Location labeling items:
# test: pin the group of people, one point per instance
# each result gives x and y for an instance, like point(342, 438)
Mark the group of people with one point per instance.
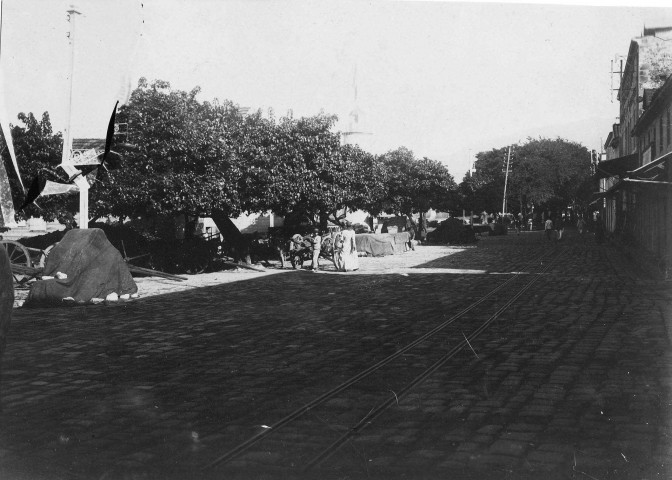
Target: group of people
point(345, 248)
point(557, 225)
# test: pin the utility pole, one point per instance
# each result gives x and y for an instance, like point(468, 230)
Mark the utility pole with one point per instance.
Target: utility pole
point(506, 179)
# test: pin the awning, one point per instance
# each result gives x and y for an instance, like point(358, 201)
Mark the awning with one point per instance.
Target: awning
point(651, 170)
point(616, 167)
point(609, 191)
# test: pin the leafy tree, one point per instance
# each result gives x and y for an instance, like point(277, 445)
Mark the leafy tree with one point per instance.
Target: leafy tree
point(415, 186)
point(548, 173)
point(183, 163)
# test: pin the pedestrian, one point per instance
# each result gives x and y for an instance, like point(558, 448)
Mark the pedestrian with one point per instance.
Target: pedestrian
point(548, 228)
point(559, 228)
point(296, 242)
point(6, 302)
point(349, 255)
point(338, 250)
point(599, 229)
point(316, 244)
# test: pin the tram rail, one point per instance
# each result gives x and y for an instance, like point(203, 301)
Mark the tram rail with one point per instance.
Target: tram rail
point(378, 410)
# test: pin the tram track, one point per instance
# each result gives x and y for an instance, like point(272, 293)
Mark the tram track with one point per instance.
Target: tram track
point(377, 411)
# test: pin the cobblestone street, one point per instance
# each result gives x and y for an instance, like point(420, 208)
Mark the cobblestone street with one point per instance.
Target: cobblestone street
point(569, 379)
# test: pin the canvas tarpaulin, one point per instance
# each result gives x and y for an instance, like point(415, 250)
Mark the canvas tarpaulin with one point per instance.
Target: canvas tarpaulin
point(94, 269)
point(378, 245)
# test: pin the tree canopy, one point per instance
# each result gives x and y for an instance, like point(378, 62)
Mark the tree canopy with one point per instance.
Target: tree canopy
point(196, 157)
point(547, 173)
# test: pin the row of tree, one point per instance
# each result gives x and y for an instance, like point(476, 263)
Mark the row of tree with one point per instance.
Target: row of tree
point(543, 174)
point(195, 158)
point(200, 158)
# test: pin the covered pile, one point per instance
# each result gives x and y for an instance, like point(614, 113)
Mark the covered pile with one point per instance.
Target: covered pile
point(378, 245)
point(89, 268)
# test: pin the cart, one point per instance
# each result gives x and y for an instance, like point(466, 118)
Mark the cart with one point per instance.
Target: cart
point(303, 251)
point(26, 262)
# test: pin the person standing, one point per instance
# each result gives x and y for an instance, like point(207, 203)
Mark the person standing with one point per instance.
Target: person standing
point(316, 243)
point(338, 250)
point(349, 254)
point(548, 228)
point(559, 228)
point(6, 301)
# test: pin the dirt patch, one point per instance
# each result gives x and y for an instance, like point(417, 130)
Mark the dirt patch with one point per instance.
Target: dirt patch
point(151, 286)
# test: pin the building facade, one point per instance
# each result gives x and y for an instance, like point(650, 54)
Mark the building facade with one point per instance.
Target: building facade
point(635, 183)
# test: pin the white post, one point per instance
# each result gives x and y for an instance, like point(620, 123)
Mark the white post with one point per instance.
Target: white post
point(67, 134)
point(506, 179)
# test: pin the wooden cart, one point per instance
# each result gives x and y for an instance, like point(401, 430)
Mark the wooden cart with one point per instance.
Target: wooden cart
point(26, 262)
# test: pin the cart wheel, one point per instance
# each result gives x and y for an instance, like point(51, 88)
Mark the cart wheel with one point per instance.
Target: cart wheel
point(196, 266)
point(18, 255)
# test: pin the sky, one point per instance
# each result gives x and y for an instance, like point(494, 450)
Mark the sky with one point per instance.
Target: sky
point(444, 79)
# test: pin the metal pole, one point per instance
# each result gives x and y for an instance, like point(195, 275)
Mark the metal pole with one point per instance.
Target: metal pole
point(80, 180)
point(506, 179)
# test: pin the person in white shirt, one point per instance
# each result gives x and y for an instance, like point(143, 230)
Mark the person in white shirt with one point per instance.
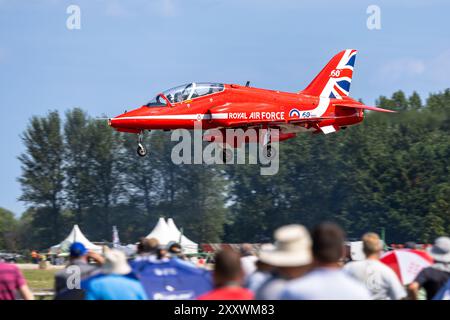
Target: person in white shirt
point(381, 280)
point(327, 280)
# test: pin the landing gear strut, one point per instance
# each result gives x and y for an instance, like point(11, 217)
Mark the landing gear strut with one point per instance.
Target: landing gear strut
point(141, 150)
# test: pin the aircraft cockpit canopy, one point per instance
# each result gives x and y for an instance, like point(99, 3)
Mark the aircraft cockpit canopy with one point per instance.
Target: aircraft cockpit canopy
point(186, 92)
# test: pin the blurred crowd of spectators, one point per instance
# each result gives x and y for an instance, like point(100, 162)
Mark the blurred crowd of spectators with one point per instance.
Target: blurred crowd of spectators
point(299, 265)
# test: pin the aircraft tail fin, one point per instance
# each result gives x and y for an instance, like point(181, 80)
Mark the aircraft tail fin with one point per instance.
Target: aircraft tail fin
point(335, 78)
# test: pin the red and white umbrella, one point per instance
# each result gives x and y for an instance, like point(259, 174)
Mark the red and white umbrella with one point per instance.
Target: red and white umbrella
point(407, 263)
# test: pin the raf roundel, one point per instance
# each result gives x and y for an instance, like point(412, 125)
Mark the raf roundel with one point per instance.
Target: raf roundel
point(294, 113)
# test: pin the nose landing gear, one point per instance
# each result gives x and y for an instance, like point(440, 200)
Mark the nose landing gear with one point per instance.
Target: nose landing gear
point(141, 150)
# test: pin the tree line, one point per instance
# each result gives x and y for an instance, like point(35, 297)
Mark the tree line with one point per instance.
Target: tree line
point(391, 172)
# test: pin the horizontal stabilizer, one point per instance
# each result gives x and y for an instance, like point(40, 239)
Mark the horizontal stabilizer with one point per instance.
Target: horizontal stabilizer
point(364, 107)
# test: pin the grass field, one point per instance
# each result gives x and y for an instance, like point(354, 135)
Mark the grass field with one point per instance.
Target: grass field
point(39, 280)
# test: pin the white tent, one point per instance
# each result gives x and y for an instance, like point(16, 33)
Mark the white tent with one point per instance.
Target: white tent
point(167, 232)
point(182, 239)
point(162, 232)
point(75, 236)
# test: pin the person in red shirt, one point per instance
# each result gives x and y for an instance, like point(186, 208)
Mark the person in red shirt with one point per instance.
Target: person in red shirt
point(228, 278)
point(13, 282)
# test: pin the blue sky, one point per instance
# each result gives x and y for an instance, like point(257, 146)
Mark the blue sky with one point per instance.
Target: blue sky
point(126, 51)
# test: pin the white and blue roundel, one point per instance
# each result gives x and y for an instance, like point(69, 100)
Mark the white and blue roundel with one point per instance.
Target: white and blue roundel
point(294, 113)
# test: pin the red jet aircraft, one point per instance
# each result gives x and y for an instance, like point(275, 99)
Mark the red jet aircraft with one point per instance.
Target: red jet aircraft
point(323, 107)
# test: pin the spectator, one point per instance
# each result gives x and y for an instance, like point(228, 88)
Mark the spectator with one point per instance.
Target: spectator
point(444, 293)
point(115, 283)
point(248, 259)
point(12, 283)
point(290, 259)
point(381, 280)
point(79, 256)
point(34, 257)
point(168, 279)
point(410, 245)
point(433, 278)
point(262, 273)
point(326, 281)
point(228, 278)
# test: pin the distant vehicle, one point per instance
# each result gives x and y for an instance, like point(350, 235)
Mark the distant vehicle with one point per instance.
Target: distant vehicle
point(322, 107)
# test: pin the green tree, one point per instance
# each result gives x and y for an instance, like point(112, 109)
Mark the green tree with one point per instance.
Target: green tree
point(42, 169)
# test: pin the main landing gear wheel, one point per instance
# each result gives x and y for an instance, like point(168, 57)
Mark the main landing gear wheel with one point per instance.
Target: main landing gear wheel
point(141, 150)
point(227, 155)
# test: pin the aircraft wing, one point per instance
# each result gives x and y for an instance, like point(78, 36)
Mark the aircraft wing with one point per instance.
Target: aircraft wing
point(362, 106)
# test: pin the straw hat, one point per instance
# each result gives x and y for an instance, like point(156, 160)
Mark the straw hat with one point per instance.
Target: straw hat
point(292, 247)
point(116, 262)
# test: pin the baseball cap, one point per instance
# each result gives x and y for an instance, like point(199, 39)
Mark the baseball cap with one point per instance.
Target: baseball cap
point(77, 249)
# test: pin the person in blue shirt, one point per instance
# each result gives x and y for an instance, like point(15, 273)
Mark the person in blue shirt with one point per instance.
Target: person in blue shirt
point(115, 282)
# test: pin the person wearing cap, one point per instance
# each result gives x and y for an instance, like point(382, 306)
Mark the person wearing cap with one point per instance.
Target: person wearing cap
point(381, 280)
point(433, 278)
point(228, 278)
point(79, 257)
point(326, 280)
point(115, 282)
point(290, 259)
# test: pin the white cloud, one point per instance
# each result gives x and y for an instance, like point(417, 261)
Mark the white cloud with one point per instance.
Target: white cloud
point(435, 70)
point(115, 9)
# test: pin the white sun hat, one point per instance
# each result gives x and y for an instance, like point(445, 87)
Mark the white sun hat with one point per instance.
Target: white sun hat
point(116, 262)
point(292, 247)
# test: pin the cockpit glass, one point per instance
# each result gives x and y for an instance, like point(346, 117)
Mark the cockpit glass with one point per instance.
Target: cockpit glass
point(192, 90)
point(157, 101)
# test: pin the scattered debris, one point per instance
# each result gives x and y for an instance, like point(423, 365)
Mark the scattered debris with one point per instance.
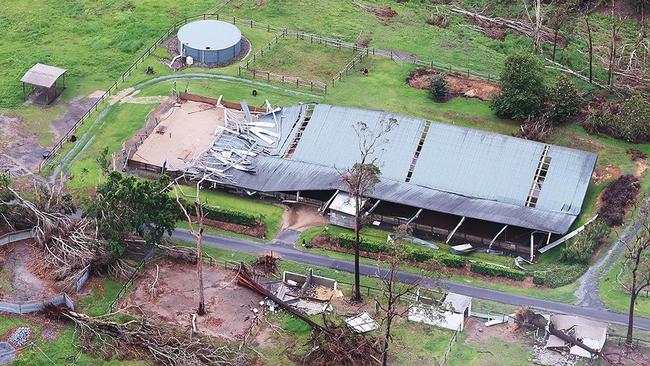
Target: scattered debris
point(7, 353)
point(20, 336)
point(362, 323)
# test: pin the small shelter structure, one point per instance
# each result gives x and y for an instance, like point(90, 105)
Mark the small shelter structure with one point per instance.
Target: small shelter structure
point(450, 315)
point(43, 80)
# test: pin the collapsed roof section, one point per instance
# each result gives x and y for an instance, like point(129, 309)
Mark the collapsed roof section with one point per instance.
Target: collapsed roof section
point(424, 164)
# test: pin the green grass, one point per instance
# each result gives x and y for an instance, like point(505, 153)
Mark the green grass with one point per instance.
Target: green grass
point(271, 213)
point(561, 294)
point(118, 125)
point(60, 351)
point(291, 57)
point(616, 299)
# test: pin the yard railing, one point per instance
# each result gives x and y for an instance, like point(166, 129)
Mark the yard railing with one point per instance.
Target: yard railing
point(313, 38)
point(16, 236)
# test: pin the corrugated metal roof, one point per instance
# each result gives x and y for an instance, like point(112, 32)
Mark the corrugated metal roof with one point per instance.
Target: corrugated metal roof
point(459, 171)
point(42, 75)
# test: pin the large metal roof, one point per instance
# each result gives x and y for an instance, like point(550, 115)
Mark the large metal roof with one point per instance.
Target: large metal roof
point(42, 75)
point(458, 170)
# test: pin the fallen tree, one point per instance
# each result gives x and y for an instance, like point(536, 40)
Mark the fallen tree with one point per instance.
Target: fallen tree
point(166, 345)
point(531, 30)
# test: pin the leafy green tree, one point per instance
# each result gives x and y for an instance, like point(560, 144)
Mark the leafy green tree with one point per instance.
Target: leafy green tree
point(564, 101)
point(522, 87)
point(438, 89)
point(125, 205)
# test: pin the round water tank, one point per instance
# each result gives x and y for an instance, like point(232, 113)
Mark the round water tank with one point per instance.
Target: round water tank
point(210, 42)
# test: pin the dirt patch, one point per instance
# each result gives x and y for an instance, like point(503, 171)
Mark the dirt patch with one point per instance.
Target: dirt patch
point(300, 217)
point(608, 172)
point(326, 241)
point(229, 306)
point(640, 166)
point(20, 277)
point(468, 87)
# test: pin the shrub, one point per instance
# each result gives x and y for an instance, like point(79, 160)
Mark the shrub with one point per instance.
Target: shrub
point(438, 89)
point(580, 248)
point(564, 101)
point(563, 275)
point(522, 87)
point(629, 121)
point(539, 278)
point(497, 271)
point(366, 245)
point(616, 197)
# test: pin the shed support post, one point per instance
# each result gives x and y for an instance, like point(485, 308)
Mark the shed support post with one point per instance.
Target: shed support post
point(329, 202)
point(451, 234)
point(415, 217)
point(369, 212)
point(496, 236)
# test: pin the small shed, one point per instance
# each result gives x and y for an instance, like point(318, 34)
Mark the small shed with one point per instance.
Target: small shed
point(44, 82)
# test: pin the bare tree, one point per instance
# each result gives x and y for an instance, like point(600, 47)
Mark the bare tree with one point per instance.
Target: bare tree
point(591, 50)
point(361, 179)
point(612, 50)
point(393, 291)
point(635, 272)
point(197, 227)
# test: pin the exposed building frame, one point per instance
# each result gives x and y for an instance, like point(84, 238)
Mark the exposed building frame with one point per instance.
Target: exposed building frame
point(451, 234)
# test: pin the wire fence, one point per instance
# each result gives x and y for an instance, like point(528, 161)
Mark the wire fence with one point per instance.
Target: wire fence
point(337, 43)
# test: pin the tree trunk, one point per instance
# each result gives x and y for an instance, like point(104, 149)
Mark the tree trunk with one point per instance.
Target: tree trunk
point(555, 43)
point(357, 244)
point(630, 320)
point(199, 269)
point(591, 51)
point(612, 52)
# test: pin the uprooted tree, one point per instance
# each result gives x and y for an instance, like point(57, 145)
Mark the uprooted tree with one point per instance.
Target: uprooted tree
point(197, 226)
point(361, 179)
point(635, 272)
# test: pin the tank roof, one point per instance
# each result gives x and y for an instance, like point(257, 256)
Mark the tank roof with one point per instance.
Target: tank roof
point(209, 35)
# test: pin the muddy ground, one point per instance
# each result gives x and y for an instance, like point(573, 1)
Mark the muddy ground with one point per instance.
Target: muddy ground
point(300, 217)
point(20, 150)
point(229, 306)
point(21, 278)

*Exercise instructions*: Rewrite the items starting at the line containing "# test: pin the round" and ending at the line containing "point(616, 197)" as a two-column CSV with the header item_text,points, one row per item. Put each item's text and its answer in a single quoted field apiece, with line breaks replaced by spaces.

*Full output*:
item_text,points
"# test: pin the round water tank, one point per instance # each result gives x and y for an instance, like point(232, 113) Mark the round water tank with one point per instance. Target: round water tank","point(210, 42)"
"# test: pin the dirt patch, one point per instance # each result gives x and y for an instance, like point(503, 171) Mark the dirt patch with one point per instance. Target: dirt patch","point(300, 217) point(608, 172) point(326, 241) point(229, 306) point(640, 166) point(20, 277) point(468, 87)"
"# test: pin the shrub, one point per instance # each result gives x and y for an instance, like point(79, 160) Mark the shrub with one point per instance. Target: shrub","point(438, 89) point(580, 248) point(564, 101) point(563, 275) point(522, 87) point(629, 121) point(539, 278) point(497, 271) point(366, 245) point(616, 197)"